▶ **Passage given**
════════════════════
# Customer Segmentation using K-means clustering

In [None]:
# importing libraries

import numpy as np
import pandas as pd
import matplotlib.pyplot as plt
import seaborn as sns
from sklearn.cluster import KMeans

In [None]:
# Load the data 

customer_data = pd.read_csv("/content/Mall_Customers.csv")

In [None]:
# Explore few rows from the customer dataframe
customer_data.head(5)

In [None]:
# Dimension of the dataframe
customer_data.shape

200 customers with 5 attributes 

In [None]:
# Descriptive statistics 
customer_data.describe(include='O')

In [None]:
customer_data.describe()

In [None]:
customer_data.info()

In [None]:
customer_data.isnull().sum()

## Choosing the annual income and spending score for clustering

In [None]:
X = customer_data.iloc[:,[3,4]].values 

In [None]:
print(X)

In [None]:
# x-axis -> annual income ; y-axis -> spending score

# Choosing the number of clusters by using wcss
# WCSS - Within cluster sum of squares - Distance b/w each data points with their centeroids

# Finding wcss value for different no of clusters
# idea is to find the cluster with minimum wcss value 

In [None]:
wcss = []
for i in range(1,11):
   #taking 10 clusters (n-1, 11-1 = 10)
   kmeans = KMeans(n_clusters=i, init='k-means++',random_state=42)
   kmeans.fit(X)
   wcss.append(kmeans.inertia_)#gives wcss value

# Plot an elbow graph to obtain the number of cluster with minimum wcss value

In [None]:
sns.set()
plt.plot(1,11,wcss)
plt.title("The elbow graph")
plt.xlabel('Number of clusters')
plt.ylabel("WCSS")
plt.show()
════════════════════
▶ **Dataset entries**
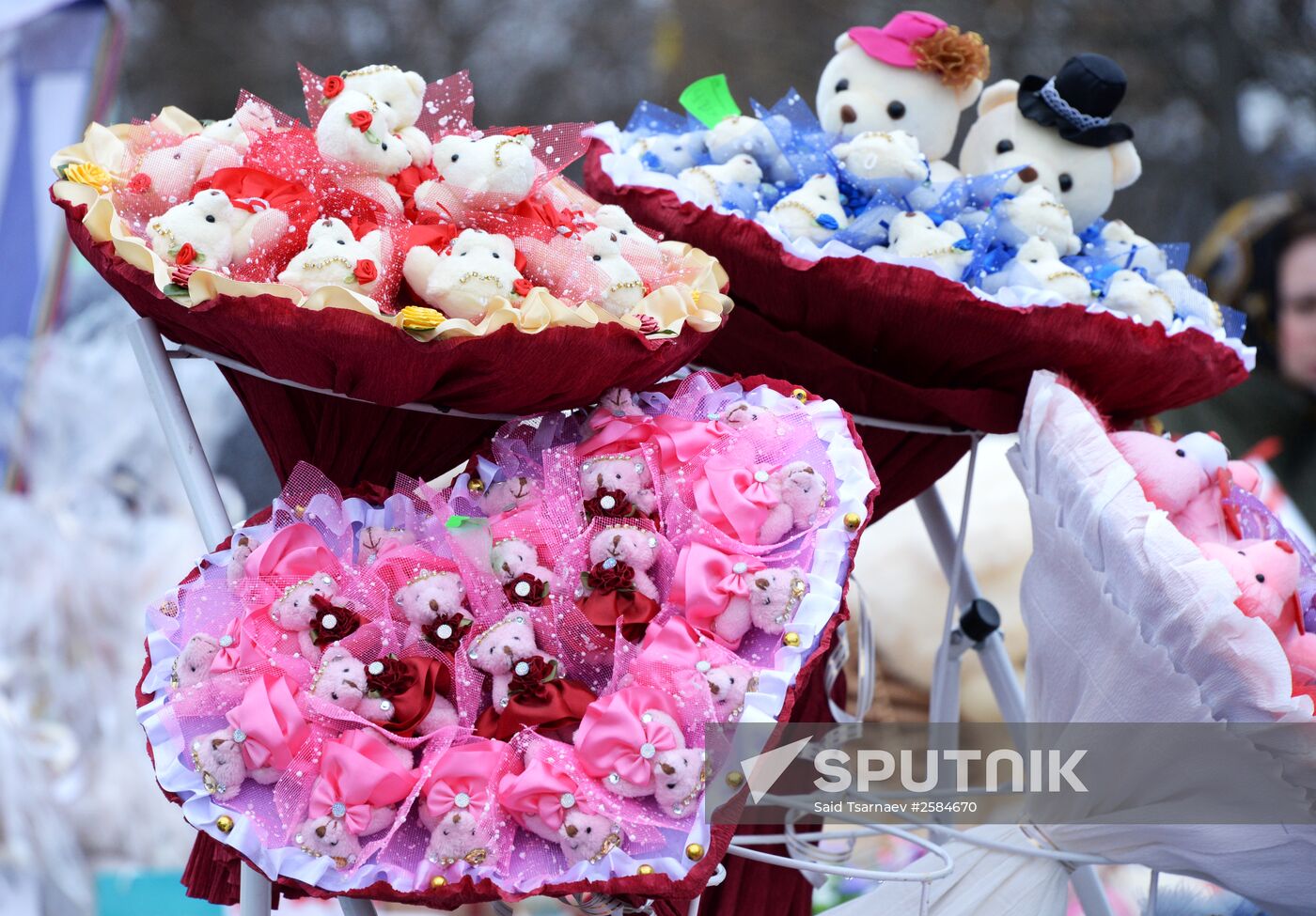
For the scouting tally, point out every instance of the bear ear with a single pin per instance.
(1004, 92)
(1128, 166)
════════════════════
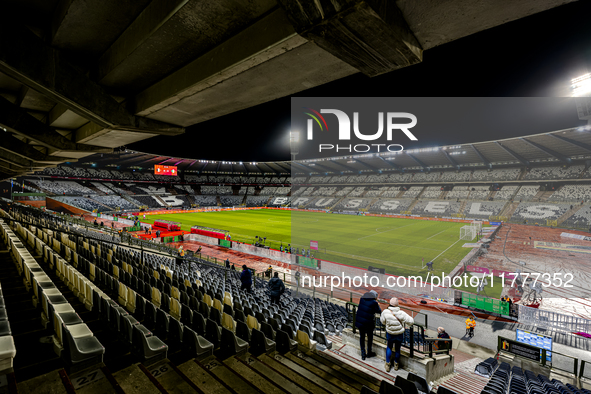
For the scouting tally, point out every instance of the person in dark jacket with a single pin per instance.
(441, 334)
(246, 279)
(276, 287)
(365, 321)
════════════════════
▶ **Things to do**
(1) Retype everything in the customer segmentation notebook from "# Finding wcss" down to "kmeans.fit(X)".
(2) In the customer segmentation notebook, what does the abbreviation WCSS stand for?

▶ **Exercise results**
(1)
# Finding wcss value for different no of clusters
# idea is to find the cluster with minimum wcss value 

In [None]:
wcss = []
for i in range(1,11):
   #taking 10 clusters (n-1, 11-1 = 10)
   kmeans = KMeans(n_clusters=i, init='k-means++',random_state=42)
   kmeans.fit(X)

(2) Within cluster sum of squares.